Natural language region descriptions:
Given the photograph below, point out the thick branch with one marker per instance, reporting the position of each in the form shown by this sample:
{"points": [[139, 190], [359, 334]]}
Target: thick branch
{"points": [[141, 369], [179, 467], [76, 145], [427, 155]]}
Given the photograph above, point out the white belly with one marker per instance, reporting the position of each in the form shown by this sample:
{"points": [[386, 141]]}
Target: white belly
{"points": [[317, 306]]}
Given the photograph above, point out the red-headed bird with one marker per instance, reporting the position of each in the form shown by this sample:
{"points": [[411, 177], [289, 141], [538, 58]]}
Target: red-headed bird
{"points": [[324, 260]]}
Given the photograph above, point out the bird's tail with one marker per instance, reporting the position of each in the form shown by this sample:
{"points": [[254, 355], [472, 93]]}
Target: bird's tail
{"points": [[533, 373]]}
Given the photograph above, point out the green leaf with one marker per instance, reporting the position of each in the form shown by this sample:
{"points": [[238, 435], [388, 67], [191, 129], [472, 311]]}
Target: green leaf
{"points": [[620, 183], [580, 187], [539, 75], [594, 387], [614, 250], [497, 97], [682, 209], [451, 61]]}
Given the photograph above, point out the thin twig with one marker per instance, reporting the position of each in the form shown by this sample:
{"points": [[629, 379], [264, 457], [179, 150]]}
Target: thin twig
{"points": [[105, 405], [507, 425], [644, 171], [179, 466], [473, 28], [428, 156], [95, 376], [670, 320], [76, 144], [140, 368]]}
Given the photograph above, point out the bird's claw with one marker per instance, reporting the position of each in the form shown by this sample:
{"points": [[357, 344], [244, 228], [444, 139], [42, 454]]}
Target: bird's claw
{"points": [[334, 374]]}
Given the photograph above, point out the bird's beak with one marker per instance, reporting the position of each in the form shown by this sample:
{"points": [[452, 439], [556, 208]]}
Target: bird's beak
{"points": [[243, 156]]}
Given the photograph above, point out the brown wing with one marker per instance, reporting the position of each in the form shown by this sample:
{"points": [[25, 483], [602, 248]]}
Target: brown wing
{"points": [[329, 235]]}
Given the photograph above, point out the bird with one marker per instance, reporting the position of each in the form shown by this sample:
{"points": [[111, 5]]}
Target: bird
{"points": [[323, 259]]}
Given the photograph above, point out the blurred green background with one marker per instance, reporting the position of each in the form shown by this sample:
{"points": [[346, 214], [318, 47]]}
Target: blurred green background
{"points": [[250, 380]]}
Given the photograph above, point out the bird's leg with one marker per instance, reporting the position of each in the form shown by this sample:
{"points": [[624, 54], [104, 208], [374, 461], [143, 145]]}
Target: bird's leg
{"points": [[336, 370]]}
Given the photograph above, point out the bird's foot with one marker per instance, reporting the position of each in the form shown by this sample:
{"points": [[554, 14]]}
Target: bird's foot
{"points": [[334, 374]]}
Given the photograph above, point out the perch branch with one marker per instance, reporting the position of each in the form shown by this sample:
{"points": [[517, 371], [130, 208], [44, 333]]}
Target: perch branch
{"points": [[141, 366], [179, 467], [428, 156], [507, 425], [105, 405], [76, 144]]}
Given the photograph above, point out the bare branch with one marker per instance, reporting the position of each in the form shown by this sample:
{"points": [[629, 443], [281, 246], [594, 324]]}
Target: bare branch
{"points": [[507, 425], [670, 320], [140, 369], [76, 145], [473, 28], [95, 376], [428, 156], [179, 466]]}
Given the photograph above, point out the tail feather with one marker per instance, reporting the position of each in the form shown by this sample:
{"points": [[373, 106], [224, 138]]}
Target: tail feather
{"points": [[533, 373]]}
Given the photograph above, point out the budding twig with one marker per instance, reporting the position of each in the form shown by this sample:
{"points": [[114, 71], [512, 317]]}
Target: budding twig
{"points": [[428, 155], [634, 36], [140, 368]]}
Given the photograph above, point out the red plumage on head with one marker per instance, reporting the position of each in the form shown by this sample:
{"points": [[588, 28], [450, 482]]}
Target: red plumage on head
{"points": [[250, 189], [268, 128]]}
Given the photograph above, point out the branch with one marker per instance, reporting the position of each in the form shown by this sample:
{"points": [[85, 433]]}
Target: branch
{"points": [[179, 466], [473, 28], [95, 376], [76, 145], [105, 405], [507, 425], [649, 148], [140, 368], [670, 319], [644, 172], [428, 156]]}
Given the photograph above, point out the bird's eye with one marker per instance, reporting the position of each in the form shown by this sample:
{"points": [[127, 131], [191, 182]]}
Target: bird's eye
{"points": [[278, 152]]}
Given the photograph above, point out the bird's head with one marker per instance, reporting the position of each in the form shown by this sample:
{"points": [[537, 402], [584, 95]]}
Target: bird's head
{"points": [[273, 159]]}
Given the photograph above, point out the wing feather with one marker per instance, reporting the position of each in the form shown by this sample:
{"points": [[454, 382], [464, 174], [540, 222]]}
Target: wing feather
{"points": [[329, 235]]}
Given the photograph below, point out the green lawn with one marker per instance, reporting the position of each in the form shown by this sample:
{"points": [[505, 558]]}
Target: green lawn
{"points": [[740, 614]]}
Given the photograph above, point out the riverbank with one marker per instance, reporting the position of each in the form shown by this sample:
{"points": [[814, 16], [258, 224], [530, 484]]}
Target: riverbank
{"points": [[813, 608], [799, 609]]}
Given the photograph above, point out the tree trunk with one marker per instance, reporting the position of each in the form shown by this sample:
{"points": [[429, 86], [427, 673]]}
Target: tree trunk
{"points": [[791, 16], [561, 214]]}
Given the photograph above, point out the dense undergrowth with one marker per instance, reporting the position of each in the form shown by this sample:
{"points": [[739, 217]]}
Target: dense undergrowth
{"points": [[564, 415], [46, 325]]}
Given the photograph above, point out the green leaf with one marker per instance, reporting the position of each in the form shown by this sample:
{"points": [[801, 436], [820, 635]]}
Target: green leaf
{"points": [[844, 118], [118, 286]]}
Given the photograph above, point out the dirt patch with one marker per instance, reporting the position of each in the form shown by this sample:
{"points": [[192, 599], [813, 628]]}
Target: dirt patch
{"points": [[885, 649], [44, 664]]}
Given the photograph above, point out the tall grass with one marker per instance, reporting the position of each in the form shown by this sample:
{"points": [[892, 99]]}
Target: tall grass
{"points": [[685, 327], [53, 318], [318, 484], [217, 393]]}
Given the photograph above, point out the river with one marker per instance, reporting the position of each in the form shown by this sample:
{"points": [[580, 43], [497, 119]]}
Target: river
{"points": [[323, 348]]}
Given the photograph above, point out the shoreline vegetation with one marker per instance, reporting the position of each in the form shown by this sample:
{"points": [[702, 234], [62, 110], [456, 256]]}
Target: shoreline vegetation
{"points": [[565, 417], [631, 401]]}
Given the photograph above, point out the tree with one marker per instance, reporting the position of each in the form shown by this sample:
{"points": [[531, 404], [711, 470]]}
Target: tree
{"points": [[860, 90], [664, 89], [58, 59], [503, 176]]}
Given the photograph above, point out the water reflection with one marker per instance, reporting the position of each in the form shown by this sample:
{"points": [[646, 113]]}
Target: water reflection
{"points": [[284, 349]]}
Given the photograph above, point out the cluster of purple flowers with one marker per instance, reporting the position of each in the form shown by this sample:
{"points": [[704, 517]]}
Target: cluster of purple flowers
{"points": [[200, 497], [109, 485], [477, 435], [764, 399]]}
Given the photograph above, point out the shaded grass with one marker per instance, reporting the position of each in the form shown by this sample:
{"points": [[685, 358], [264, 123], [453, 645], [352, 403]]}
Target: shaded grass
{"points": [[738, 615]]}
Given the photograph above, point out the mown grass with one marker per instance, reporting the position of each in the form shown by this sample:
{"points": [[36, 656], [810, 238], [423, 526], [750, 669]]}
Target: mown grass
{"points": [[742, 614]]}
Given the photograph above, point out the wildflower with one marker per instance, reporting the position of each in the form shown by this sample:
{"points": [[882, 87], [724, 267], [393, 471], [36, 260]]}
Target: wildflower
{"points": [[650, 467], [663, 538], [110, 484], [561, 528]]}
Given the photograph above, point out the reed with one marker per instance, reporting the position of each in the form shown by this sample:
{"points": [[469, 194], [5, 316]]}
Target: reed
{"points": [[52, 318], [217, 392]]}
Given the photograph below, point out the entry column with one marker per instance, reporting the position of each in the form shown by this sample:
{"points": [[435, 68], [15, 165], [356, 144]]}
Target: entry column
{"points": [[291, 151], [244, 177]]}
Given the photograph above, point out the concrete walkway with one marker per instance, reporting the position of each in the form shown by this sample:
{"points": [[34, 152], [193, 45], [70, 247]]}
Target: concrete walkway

*Task*: Whenever a line above has the word "walkway" in it, copy that line.

*Response to this exercise*:
Given the photograph above, point out the concrete walkway with one marker per instance, reporting the position of each in the form shown by this sample:
Target: concrete walkway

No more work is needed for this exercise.